Your assignment » Return exactly those lines of the material below that fall between the line holding "of the wrinkled" and the line holding "of the parchment", inclusive.

------------------------

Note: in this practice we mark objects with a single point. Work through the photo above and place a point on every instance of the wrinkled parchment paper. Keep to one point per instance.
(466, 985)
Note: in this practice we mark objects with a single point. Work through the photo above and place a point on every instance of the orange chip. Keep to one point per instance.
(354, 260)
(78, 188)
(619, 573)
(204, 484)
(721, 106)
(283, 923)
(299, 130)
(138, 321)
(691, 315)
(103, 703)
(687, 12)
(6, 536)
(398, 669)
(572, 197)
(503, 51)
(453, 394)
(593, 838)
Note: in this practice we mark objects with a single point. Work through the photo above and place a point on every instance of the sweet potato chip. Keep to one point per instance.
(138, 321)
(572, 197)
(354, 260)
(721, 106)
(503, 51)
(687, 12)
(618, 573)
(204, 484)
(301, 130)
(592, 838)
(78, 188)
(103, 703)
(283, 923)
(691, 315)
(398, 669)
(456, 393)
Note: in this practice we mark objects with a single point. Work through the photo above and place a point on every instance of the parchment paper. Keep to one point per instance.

------------------------

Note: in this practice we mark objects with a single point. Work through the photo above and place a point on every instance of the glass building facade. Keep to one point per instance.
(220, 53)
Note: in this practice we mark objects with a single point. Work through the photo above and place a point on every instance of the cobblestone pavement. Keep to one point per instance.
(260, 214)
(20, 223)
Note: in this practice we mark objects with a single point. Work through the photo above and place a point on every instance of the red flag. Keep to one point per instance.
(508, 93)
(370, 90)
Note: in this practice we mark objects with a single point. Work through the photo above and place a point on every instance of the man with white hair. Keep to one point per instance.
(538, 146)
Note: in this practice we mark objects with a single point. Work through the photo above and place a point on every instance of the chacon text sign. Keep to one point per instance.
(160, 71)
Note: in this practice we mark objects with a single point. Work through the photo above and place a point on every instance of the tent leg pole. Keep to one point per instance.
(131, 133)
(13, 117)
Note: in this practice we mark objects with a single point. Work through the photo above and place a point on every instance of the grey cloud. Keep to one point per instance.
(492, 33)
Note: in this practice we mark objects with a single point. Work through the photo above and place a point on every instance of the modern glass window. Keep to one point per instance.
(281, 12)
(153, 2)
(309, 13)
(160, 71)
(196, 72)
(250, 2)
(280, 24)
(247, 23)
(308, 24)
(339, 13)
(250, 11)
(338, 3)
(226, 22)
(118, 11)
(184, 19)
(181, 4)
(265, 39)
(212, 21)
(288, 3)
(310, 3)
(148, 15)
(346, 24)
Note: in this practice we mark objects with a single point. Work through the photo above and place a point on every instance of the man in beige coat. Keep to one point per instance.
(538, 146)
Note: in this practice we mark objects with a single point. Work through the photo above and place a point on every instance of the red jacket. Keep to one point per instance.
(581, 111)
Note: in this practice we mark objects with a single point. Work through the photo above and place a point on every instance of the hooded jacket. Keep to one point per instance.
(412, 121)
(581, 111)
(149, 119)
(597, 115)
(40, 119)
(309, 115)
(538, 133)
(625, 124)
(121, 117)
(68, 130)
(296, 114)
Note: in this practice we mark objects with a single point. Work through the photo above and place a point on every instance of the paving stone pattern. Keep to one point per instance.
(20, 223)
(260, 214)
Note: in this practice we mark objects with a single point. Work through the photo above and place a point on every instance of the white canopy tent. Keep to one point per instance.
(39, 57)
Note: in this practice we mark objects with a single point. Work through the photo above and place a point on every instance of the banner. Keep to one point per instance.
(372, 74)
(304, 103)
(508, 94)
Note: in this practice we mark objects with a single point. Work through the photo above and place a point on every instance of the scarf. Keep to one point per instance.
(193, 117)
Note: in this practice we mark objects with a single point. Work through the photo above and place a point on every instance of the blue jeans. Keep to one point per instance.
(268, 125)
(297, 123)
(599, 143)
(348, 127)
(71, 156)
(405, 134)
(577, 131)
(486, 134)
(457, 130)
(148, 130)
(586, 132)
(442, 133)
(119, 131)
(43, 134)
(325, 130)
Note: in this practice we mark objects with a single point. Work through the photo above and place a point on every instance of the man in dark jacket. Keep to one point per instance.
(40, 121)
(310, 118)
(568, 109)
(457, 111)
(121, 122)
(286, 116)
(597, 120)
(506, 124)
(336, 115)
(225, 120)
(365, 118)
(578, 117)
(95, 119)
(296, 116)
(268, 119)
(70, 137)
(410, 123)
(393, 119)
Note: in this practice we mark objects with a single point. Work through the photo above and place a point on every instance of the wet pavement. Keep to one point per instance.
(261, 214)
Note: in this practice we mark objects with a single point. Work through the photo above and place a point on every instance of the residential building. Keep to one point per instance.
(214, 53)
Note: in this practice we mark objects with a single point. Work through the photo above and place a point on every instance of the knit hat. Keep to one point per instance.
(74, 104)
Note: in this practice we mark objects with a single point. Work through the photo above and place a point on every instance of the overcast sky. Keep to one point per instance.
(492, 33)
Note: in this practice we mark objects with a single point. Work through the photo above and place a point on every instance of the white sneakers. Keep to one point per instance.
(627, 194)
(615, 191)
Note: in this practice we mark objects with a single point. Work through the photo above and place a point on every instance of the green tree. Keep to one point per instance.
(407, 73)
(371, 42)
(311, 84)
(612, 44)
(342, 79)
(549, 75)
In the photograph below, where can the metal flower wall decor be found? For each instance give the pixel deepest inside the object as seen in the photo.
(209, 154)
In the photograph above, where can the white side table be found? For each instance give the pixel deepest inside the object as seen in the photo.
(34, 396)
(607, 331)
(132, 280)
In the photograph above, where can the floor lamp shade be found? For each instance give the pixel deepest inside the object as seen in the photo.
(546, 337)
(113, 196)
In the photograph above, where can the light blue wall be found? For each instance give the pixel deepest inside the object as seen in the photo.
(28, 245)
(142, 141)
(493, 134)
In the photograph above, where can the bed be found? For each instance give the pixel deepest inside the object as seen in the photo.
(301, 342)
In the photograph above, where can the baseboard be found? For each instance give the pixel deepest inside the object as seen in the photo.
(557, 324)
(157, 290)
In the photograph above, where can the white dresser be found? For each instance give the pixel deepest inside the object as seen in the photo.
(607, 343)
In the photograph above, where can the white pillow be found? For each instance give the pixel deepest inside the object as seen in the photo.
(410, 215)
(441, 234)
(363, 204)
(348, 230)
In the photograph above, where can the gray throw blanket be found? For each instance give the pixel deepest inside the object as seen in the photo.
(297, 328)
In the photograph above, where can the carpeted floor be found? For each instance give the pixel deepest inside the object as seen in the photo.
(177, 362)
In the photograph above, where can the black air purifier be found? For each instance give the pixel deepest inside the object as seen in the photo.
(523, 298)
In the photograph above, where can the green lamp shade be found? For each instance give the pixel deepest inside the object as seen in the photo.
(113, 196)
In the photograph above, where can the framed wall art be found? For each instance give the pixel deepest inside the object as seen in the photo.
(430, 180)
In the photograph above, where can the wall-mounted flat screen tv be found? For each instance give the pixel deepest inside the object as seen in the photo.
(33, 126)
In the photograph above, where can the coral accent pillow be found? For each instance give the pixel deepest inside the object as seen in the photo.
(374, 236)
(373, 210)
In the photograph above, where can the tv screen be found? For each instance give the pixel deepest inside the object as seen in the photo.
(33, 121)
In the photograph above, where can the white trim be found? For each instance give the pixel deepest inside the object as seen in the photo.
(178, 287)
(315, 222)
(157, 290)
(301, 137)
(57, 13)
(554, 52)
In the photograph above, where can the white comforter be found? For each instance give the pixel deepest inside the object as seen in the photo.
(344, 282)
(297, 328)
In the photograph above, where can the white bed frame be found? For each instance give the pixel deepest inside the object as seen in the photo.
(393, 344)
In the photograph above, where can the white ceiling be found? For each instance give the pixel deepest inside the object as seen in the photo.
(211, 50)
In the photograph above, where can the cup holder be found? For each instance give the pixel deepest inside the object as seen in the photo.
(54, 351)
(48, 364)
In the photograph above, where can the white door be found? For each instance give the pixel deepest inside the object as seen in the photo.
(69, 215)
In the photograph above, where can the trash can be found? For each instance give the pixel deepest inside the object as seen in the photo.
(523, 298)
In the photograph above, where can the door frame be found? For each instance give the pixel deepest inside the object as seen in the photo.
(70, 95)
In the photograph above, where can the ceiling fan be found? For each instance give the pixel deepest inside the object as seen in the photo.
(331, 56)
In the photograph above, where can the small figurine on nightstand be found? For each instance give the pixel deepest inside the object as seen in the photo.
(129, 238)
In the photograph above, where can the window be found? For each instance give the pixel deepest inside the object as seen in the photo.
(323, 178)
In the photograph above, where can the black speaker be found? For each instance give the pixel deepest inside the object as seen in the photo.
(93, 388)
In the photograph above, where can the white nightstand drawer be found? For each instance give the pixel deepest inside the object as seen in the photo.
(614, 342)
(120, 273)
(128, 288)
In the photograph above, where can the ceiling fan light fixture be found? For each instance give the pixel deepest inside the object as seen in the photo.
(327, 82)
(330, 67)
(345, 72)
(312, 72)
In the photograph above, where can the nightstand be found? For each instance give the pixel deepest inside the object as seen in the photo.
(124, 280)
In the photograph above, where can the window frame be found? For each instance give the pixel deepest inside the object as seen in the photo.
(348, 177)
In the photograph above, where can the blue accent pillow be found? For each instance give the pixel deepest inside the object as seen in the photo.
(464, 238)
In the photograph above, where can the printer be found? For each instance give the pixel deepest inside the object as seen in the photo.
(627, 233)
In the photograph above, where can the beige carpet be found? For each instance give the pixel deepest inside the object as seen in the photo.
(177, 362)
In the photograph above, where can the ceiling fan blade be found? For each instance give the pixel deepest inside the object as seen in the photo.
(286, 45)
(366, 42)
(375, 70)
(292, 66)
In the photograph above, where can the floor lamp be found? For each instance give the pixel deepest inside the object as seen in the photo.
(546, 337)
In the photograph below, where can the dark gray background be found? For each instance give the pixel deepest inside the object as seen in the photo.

------------------------

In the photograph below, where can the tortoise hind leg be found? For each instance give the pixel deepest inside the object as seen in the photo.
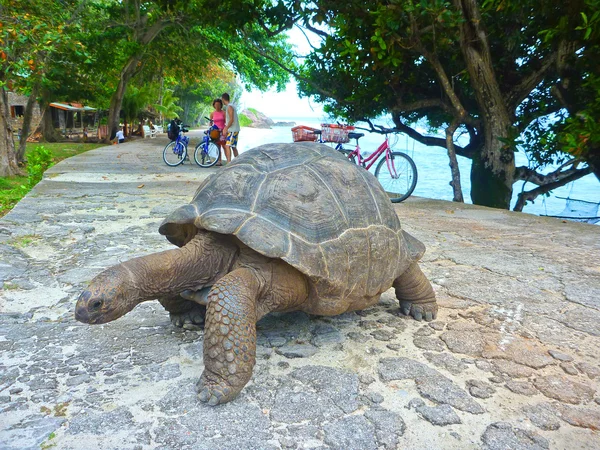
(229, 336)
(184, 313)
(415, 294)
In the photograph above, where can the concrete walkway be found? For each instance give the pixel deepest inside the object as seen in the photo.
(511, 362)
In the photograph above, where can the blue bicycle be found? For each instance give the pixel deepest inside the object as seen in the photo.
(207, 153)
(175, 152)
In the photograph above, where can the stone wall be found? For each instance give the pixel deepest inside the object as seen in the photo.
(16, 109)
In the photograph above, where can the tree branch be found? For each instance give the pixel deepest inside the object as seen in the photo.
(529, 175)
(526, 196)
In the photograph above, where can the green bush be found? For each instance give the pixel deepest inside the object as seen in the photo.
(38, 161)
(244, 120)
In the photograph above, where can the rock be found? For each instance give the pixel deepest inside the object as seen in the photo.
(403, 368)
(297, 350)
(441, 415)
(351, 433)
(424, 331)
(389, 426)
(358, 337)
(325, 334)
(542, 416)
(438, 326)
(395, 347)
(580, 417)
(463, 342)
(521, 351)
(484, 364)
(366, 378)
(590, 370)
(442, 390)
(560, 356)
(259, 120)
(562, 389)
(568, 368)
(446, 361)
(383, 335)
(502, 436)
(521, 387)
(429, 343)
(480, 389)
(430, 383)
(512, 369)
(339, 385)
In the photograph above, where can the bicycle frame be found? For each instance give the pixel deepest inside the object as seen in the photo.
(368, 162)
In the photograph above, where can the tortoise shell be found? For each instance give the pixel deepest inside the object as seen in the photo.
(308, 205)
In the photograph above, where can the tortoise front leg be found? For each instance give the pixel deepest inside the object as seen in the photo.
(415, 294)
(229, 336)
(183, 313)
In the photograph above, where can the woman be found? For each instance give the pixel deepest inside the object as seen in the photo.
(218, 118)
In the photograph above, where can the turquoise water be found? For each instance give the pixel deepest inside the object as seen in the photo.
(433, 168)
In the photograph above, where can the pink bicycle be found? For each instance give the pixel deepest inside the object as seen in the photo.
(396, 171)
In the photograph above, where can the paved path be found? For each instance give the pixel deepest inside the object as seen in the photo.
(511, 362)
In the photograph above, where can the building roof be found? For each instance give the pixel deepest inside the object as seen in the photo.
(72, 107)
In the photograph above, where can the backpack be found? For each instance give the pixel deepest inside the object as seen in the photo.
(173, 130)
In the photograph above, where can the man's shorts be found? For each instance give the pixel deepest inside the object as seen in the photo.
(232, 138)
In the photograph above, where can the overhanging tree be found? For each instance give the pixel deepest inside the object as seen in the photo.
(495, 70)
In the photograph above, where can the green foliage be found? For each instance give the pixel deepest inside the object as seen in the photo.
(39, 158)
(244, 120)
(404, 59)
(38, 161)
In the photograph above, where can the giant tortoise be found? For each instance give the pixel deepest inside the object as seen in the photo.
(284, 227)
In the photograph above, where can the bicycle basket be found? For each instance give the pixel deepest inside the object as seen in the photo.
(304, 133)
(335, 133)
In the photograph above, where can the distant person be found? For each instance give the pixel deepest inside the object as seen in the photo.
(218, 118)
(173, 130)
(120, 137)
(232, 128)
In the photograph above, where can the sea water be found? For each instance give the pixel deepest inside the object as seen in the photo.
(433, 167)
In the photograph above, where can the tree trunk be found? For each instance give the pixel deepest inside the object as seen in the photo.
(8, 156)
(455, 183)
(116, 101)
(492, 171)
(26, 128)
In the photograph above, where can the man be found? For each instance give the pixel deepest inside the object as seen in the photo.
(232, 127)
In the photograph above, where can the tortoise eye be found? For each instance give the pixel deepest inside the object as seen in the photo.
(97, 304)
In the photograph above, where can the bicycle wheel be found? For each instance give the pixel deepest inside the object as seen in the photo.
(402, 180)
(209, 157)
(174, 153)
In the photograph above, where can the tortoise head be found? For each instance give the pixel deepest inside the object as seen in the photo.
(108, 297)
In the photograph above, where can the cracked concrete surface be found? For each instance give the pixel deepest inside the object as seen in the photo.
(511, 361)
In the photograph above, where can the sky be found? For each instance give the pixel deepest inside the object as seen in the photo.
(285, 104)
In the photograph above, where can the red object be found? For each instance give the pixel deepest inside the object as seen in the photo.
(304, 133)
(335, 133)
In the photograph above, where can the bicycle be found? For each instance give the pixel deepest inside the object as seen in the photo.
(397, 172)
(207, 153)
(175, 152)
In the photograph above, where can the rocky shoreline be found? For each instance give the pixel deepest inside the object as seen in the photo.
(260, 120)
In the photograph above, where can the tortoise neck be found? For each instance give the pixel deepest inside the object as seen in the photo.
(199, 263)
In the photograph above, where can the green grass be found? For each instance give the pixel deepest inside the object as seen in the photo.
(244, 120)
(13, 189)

------------------------

Exercise solution »
Note: in this practice we mark objects with a single point. Work through the photo above and place a point on every instance of the wrinkled parchment paper. Keep to one point per instance.
(466, 985)
Note: in this practice we mark objects with a single point. Work through the photo above and place a point on every instance of the orange chip. Keep to one point per instance.
(354, 260)
(78, 188)
(619, 573)
(204, 484)
(721, 106)
(283, 923)
(299, 130)
(138, 321)
(691, 315)
(103, 703)
(687, 12)
(6, 536)
(398, 669)
(572, 197)
(503, 51)
(453, 394)
(593, 838)
Note: in this practice we mark objects with a single point. Work through the photo above and place a point on every instance of the sweet potato chip. Keep to one point per instance.
(138, 321)
(572, 197)
(354, 260)
(721, 106)
(503, 51)
(687, 12)
(618, 573)
(204, 484)
(301, 130)
(592, 838)
(78, 188)
(103, 703)
(283, 923)
(691, 315)
(398, 669)
(456, 393)
Note: in this practice we mark objects with a single point. Work through the photo above and place a point on every instance of the parchment paper. Keep to one point per instance.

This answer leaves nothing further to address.